# EXTRACTED INFORMATION

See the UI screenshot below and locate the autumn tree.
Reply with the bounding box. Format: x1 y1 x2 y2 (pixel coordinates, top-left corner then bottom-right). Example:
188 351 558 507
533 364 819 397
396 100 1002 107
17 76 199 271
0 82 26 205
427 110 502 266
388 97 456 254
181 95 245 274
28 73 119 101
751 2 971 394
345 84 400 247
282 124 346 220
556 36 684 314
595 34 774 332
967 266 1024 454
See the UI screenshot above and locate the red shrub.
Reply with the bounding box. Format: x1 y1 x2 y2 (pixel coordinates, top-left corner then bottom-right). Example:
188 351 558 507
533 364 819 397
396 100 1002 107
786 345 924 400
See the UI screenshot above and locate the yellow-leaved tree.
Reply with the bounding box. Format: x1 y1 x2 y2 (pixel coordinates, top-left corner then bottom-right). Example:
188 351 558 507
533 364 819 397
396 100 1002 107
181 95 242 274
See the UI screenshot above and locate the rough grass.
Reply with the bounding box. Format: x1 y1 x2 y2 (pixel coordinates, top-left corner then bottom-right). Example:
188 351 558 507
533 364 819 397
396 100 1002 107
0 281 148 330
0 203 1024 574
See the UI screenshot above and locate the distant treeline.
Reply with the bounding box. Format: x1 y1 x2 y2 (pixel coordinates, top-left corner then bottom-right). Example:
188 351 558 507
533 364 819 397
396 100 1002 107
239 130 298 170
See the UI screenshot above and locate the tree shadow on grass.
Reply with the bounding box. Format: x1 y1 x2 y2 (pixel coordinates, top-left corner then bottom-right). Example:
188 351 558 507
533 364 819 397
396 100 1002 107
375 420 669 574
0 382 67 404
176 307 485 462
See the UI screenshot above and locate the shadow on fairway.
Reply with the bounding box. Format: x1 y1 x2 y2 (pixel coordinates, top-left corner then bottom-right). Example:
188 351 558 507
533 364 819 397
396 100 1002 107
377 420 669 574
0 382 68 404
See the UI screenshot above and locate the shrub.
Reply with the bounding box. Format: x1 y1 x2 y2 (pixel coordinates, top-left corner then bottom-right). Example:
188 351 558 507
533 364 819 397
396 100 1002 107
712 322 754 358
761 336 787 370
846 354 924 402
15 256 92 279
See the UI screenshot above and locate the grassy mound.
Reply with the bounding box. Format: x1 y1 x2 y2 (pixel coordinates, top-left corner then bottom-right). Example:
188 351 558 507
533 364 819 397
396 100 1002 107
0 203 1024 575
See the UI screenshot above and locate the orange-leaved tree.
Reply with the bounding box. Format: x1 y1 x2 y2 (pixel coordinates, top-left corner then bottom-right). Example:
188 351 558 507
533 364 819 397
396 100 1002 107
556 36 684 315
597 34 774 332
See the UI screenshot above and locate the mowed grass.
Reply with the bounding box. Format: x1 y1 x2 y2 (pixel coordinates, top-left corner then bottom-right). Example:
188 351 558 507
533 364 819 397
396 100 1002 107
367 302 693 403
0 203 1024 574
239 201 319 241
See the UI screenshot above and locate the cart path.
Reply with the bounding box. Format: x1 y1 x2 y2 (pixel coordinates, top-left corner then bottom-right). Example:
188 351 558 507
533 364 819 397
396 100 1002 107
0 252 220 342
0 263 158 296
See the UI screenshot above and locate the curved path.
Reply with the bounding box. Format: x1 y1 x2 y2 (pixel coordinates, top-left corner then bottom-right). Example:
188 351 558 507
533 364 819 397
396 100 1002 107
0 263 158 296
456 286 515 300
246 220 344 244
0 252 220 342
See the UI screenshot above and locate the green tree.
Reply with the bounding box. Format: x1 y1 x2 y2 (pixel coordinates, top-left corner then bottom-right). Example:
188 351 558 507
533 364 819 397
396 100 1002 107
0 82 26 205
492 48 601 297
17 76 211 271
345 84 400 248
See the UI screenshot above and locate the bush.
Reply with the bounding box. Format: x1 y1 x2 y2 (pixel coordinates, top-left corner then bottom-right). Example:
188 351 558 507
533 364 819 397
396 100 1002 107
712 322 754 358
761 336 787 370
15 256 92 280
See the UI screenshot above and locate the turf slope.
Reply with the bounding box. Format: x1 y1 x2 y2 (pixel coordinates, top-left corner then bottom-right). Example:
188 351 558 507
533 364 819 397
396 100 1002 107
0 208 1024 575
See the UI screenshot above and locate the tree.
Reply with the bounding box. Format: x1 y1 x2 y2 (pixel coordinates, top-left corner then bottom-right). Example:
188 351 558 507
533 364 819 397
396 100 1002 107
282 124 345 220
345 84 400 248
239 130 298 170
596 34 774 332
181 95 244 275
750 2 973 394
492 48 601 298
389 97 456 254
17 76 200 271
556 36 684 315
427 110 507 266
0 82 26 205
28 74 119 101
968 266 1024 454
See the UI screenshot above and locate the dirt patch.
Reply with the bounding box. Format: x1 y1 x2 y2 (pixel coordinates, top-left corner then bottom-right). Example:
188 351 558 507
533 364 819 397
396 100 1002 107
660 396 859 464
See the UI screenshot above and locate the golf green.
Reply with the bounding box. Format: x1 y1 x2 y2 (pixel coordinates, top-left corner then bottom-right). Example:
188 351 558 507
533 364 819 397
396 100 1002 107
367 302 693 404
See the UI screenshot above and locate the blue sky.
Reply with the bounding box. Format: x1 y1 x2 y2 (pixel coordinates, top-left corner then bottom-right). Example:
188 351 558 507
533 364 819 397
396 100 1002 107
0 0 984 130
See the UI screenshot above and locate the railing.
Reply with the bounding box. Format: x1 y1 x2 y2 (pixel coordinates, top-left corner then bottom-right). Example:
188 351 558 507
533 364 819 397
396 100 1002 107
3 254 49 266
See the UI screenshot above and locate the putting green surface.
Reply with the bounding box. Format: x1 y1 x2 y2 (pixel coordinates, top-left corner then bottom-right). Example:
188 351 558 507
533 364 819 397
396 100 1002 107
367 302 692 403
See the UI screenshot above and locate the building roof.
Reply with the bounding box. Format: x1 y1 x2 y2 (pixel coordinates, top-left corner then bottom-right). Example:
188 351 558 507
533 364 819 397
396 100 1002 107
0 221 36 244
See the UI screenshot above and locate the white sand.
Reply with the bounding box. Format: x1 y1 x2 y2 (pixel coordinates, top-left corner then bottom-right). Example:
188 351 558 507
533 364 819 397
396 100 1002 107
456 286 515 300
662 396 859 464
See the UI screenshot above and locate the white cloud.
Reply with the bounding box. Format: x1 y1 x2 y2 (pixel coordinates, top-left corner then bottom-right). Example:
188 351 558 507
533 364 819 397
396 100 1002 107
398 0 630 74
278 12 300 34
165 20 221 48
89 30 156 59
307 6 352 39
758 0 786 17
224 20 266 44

# THE PROBLEM
Put the lines starting with the one that contains "See the UI screenshot above and locate the orange-leaved" and ending with the one that contains "239 201 319 241" into a Markdown table with the columns No. and Line. Number each line and skip any blank ones.

# THE OUTPUT
| No. | Line |
|---|---|
| 1 | See the UI screenshot above and locate the orange-leaved tree. |
| 2 | Reply with the bounding box. Format: x1 y1 x2 y2 (pixel coordinates, top-left corner then bottom-right). Example: |
| 3 | 188 351 558 507 |
| 4 | 533 364 819 397 |
| 5 | 396 100 1002 107 |
| 6 | 556 36 684 315 |
| 7 | 597 34 774 332 |
| 8 | See the UI screenshot above and locate the mowed grass. |
| 9 | Reply with the bounding box. Format: x1 y1 x2 y2 (pixel coordinates, top-left corner then bottom-right). Example: |
| 10 | 188 351 558 507 |
| 11 | 533 364 819 397 |
| 12 | 396 100 1002 107 |
| 13 | 367 302 693 403 |
| 14 | 0 203 1024 574 |
| 15 | 239 201 319 241 |